Here in Alaska, we have an annual competition of ice sculptors from around the world. I’ve helped with some of these projects and noticed that they share something in common with novel writing. An ice sculptor takes a block — or several — of ice and pares it down to something beautiful.

I’ve published seven books, in addition to submitting shorts to anthologies, and my editing process is a great deal like the process I see ice sculptors using. I am an inveterate self-editor who does not like to share her books before they’re almost ready for prime time. I did allow an editor a somewhat early crack at “What If … Wasn’t” which is why it is under extensive rewrite still two years later. It’s a good process that will make a better book, but that’s not my normal way of doing things.

When I write a first draft and to a certain extent the rewrite, it’s almost all creative process. I create the block, the large strokes of the story. I do some spot editing while I write. I fix my obvious typos and correct my spelling errors and grammar when they jump out at me, but for the most part, my first draft is pure creativity. I want to get the story down. I’m concentrating on narrative voice and character interaction and sometimes action scenes will be just one or two sentences because that’s not where I live as a writer. I know I’m going to come back later, so I’m not worried about making mistakes. This is my time to get messy and to throw stuff in that might not work. If it sticks to the wall, great. If it doesn’t, I can always revise.

Rewrite

My second draft is actually a rewrite that will invariably have a lot cut from it, but it will also be longer than the first draft because when I read the manuscript in its entirely, A bit like an ice sculptor using what is called ice welding, I”ll recognize where there are holes or events that don’t make sense without context and I will provide those. I’m a character-drive writer, so often times I don’t bother with descriptions during the first draft. I add those on the second draft because I recognize that pages and pages of dialog makes tough reading and sometimes I’ll cut a lot of dialog because I don’t need it once I add the description.

Pruning

I end up at negative editing in what can arguably be called my third draft. I don’t really experience it as another draft, but I’ve had editors and writing partners term it a third draft, so I’ll go with what they say.

This is where I get ambitious. Everything is up for grabs. A 12-word sentence can become a 9-word sentence with a tweak and a stronger verb. Whole conversations that were merely filler might be cut down to a few words. The plot has already been changed and rerouted during the rewrite, but it might get tweaked again. Sometimes I’ll decide a scene needs a change of POV because, for example, Jazz would see things Shane would not or vice versa. I’ve moved whole scenes from one location to another, swapped paragraph order or even substituted characters that weren’t in the original scene.

I pay particular attention to the voice of the characters at this point. And not just the characters who are speaking dialog, but the POV character’s narrative voice. There’s no reason to have more than one POV if they all sound as if they think alike.

WRITTEN EXERCISE:
Write the next part of the essay comparing novel editing to ice sculpting, picking up right after its last sentence.

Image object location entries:
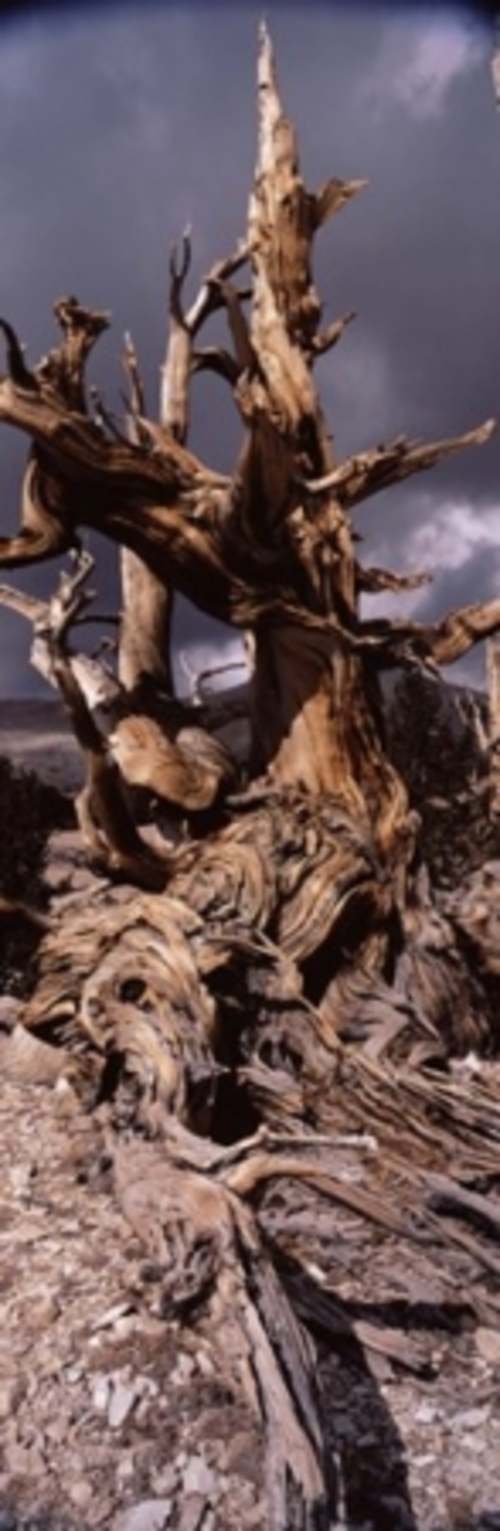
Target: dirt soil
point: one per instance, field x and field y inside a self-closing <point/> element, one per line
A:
<point x="112" y="1415"/>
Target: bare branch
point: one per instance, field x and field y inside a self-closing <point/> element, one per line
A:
<point x="329" y="337"/>
<point x="439" y="643"/>
<point x="375" y="581"/>
<point x="369" y="472"/>
<point x="331" y="196"/>
<point x="214" y="359"/>
<point x="19" y="371"/>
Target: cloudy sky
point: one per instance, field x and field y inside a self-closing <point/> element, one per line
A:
<point x="123" y="123"/>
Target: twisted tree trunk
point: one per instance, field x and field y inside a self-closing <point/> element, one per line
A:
<point x="216" y="1002"/>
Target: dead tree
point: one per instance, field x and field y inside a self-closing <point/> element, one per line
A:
<point x="303" y="916"/>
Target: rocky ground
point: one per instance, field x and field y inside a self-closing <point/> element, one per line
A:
<point x="112" y="1415"/>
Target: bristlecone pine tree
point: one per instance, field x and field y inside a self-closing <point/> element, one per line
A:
<point x="219" y="994"/>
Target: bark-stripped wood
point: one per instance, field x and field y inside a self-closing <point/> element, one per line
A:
<point x="286" y="972"/>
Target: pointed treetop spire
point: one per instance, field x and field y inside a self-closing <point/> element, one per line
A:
<point x="275" y="132"/>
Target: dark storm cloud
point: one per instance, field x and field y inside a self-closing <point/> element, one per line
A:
<point x="121" y="123"/>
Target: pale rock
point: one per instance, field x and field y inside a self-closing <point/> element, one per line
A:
<point x="152" y="1514"/>
<point x="198" y="1478"/>
<point x="101" y="1393"/>
<point x="121" y="1404"/>
<point x="488" y="1344"/>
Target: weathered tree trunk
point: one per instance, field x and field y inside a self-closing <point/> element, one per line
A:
<point x="298" y="913"/>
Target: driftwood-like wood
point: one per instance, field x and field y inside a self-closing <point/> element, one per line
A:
<point x="282" y="971"/>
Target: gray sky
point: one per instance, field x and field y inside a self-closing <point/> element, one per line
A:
<point x="123" y="123"/>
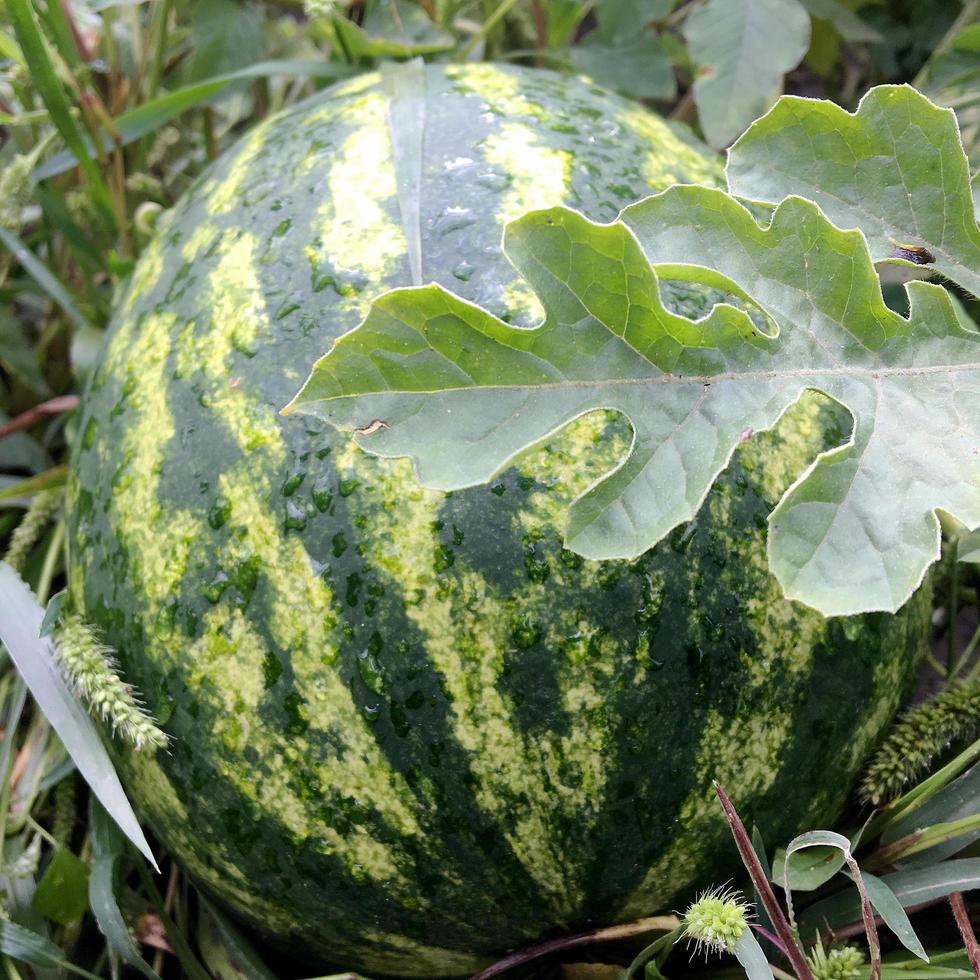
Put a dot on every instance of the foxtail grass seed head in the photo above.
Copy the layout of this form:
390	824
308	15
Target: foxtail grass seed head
16	187
92	672
43	507
919	738
716	920
840	963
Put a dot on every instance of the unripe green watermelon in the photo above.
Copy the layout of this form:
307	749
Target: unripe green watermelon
410	731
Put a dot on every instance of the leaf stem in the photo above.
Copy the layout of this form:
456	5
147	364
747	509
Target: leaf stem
962	917
766	895
666	923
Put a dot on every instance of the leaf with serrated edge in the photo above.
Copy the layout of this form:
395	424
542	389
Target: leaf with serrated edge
463	393
895	169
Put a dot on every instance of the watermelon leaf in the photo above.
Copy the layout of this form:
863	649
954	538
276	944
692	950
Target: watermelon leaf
432	377
895	169
742	49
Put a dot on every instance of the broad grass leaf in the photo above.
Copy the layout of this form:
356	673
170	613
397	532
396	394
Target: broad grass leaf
753	960
742	49
895	169
432	377
20	622
887	905
954	802
226	952
107	850
23	944
911	888
40	273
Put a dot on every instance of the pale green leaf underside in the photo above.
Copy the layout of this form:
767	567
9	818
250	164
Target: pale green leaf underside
895	169
463	393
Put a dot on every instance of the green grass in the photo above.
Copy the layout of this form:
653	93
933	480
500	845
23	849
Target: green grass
107	114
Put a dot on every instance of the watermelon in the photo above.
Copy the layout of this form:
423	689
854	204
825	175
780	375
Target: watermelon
410	731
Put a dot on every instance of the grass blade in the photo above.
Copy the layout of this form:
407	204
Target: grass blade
150	116
763	888
749	953
46	82
39	272
107	849
20	622
890	909
911	888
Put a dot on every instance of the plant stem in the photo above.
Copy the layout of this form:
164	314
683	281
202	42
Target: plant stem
766	895
666	923
966	930
954	587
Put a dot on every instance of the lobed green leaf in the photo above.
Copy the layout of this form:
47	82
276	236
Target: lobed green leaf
432	377
895	169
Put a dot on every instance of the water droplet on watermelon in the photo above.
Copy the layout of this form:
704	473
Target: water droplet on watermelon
464	271
453	219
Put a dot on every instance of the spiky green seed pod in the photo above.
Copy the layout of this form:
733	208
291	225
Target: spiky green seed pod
43	507
16	187
716	920
919	738
840	963
92	671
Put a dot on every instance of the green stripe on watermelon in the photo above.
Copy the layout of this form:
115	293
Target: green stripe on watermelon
410	730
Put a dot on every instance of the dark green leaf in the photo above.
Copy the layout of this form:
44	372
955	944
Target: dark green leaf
62	892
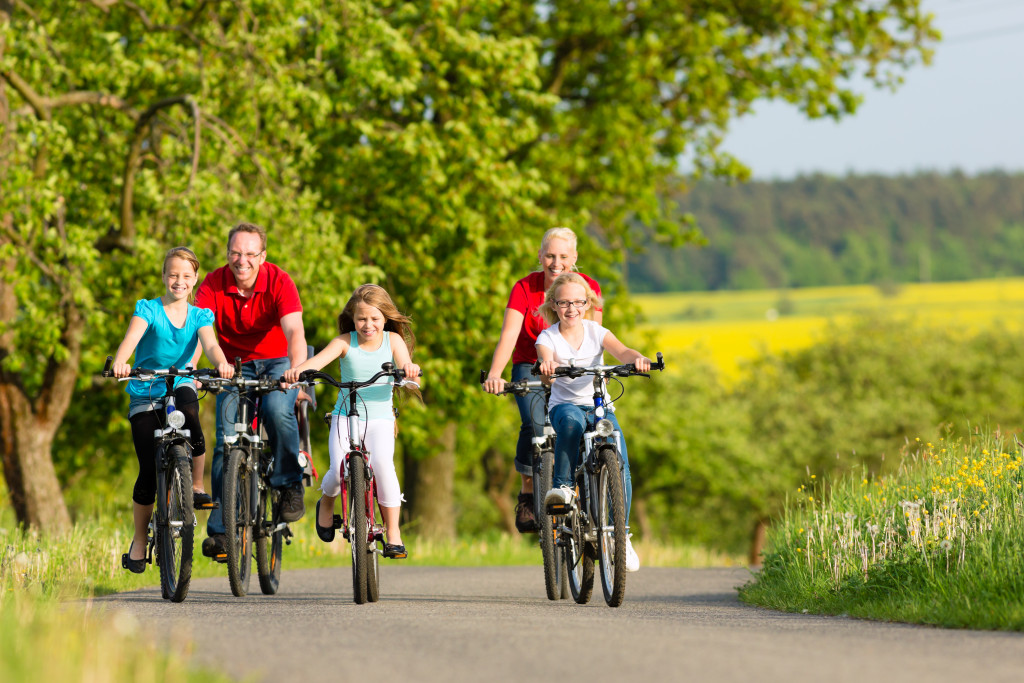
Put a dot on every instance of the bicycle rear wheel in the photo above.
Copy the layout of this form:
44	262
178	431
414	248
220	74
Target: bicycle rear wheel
357	525
175	524
269	542
237	504
611	526
554	574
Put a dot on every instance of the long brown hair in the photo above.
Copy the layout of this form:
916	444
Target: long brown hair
394	319
548	308
186	255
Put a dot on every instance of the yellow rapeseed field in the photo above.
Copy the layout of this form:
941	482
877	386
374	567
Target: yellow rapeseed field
733	327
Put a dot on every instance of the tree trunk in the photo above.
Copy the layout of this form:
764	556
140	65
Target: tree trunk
432	503
28	425
501	482
757	543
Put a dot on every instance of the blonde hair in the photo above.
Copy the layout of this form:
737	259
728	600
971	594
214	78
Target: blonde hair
394	319
550	311
558	233
186	255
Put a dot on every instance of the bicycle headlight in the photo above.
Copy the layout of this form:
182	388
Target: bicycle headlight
176	419
604	428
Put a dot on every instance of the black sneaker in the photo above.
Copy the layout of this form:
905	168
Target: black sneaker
525	521
215	547
292	505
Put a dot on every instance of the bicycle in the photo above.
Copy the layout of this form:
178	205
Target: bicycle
358	522
544	457
594	526
173	524
251	507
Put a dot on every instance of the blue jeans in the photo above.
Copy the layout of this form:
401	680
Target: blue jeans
531	415
278	413
570	422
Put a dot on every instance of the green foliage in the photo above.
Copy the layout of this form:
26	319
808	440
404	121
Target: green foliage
819	230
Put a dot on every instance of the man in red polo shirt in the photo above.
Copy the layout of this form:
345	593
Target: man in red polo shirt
258	317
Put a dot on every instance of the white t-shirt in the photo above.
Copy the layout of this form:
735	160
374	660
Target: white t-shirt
579	391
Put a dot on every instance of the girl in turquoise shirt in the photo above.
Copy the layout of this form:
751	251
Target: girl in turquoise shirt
373	331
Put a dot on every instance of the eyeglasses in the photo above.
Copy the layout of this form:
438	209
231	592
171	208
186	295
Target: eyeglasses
236	255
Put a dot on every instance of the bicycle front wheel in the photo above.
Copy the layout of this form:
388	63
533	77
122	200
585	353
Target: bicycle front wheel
269	542
374	544
611	527
357	525
237	504
579	556
554	574
175	524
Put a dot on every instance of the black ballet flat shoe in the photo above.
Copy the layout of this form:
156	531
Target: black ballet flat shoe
135	566
326	534
395	551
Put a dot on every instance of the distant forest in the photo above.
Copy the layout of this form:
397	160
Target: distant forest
820	229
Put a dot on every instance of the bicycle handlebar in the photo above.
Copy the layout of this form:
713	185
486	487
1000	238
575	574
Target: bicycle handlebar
520	388
627	370
309	377
152	374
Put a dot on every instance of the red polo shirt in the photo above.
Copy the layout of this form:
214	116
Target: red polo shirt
526	297
249	328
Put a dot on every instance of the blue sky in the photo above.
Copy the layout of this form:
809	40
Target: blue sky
966	111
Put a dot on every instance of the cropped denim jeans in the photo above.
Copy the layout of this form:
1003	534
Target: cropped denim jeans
278	413
570	422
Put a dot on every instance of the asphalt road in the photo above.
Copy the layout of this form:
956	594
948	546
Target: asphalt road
495	625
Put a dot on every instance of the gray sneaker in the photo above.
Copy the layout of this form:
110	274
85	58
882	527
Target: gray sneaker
292	505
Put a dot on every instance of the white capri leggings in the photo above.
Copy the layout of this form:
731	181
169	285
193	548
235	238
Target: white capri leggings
379	441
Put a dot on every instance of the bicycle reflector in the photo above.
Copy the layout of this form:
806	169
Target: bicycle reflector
176	419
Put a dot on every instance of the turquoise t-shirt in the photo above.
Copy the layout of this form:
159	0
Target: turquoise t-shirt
164	345
373	402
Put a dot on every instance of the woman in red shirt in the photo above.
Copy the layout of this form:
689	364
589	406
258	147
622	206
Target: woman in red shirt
519	331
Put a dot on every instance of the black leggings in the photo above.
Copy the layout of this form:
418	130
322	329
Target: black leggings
142	427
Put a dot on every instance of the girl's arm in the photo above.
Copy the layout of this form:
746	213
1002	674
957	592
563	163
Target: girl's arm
511	326
336	348
208	340
546	355
136	328
401	357
625	353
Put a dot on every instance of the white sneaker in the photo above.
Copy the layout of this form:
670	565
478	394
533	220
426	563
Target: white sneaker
632	559
559	500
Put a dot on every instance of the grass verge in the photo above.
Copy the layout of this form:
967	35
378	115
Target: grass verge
939	542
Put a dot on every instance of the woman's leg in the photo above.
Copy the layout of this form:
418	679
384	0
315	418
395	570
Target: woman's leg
569	422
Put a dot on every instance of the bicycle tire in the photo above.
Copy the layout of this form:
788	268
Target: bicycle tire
553	573
357	525
175	524
238	524
373	565
269	544
579	557
611	526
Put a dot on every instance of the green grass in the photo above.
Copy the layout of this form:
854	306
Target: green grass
939	542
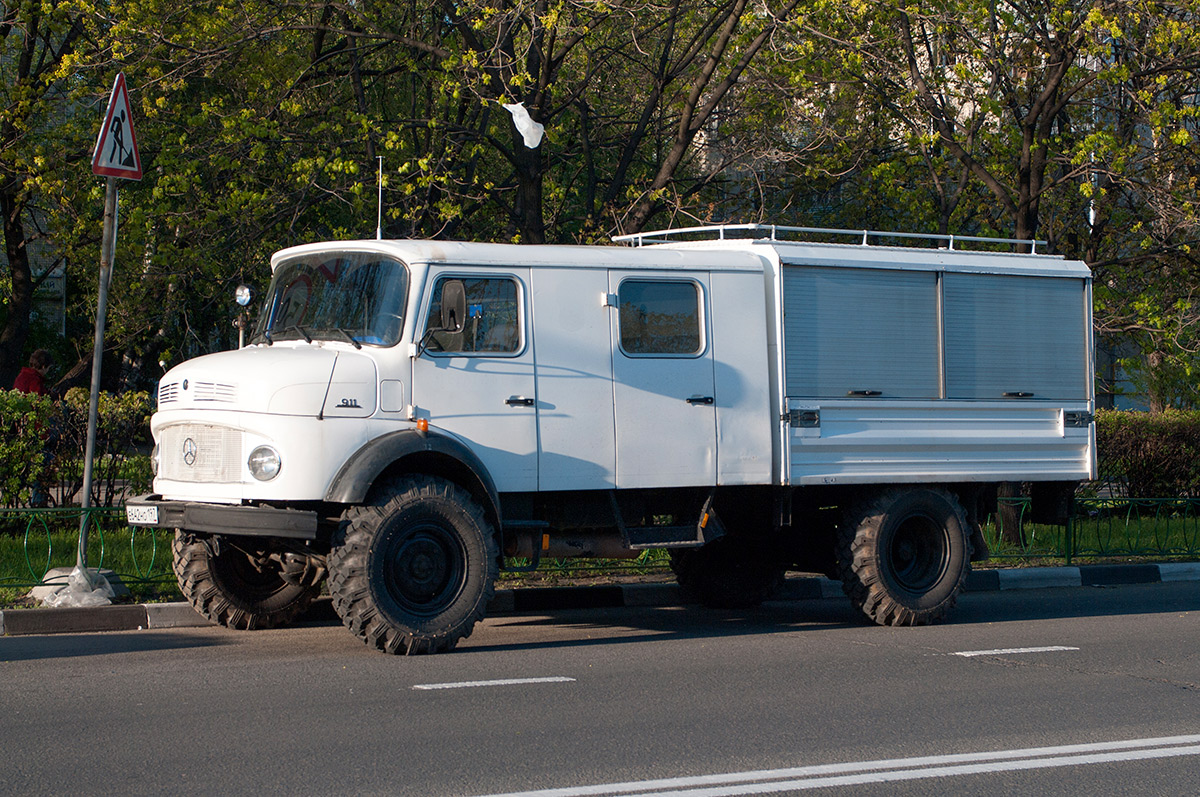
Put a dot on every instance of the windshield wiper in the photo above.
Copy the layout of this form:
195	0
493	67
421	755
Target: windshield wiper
347	336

RESPONSE TO THIS TASK:
Sometimes I cut whole scenes or pare a scene down to a few sentences in another scene. Nothing is sacred, although it is sometimes painful to kill my darlings.

Gates

A common mistake I find in my writing is I don’t have enough turning points. Many of my chapters miss that moment of no return as I get caught up in description and dialogue and just forget that the plot needs to move forward. I catch that on rewrite, putting in a realization or an action that can’t be undone. These sorts of “gates” inevitably lead to more conflict, which makes everything interesting.

Currently, I am editing “Gathering In”, the 5th book in the Transformation Project series. Of course sentences will be edited out and dialog trimmed, but there’s one fairly large part that is currently highlighted. It won’t be cut entirely because I think there’s some important character development in there that touches on future scenes, but it’s a little heavy-handed so it’s getting a major rewrite even in the third draft.

It’s a scene between the two brothers – Cai and Shane. Although I don’t write to a Christian audience, I do always want to present elements of my faith. Cai is a born-again Christian who makes mistakes. He recently had to kill a man because that man was a slaver (it’s an apocalyptic, right?) He’s torn up by this and seeks advice from his brother Shane who is not a Christian and is a mercenary with a lot of blood on his hands. Inevitably, the conversation will turn to faith because it’s a conflict between these two men. It’s a friendly conflict. Shane isn’t hostile toward his family’s beliefs, he just doesn’t accept them. Cai can get a little obnoxious (from Shane’s POV) but he means well. He believes Shane’s life would be better if he were a believer.

But the conversation is too long and too heavy-handed and so it’ll get pared – not deleted, just cut down to a few words and phrases so that Cai makes his points and Shane can reject them (or not) and move on. I can’t cut the scene entirely because it’s a healing scene for Cai and I can’t cut the conversation completely because there’s something Cai says in this section of the scene that is pivotal for events in the next book and rather than trying to explain what happened off-scene, I prefer to show it.

Yes, all that editing is a lot of work, but it is oh-so necessary. I spend at least as much time editing as I do writing the first draft. It’s a painful, but rewarding process as I hammer out scenes that I feel I can be proud of. I never send a draft to betas or editors that looks much like my first draft. I’m never sharing that draft with anyone (which is why I have no outtakes for this blog post). I would never knowingly dump a lousy draft on an editor. I want my book, whatever it is, to be as good as I can make it on my own before I let anyone else read it, especially before I pay anyone else to read it.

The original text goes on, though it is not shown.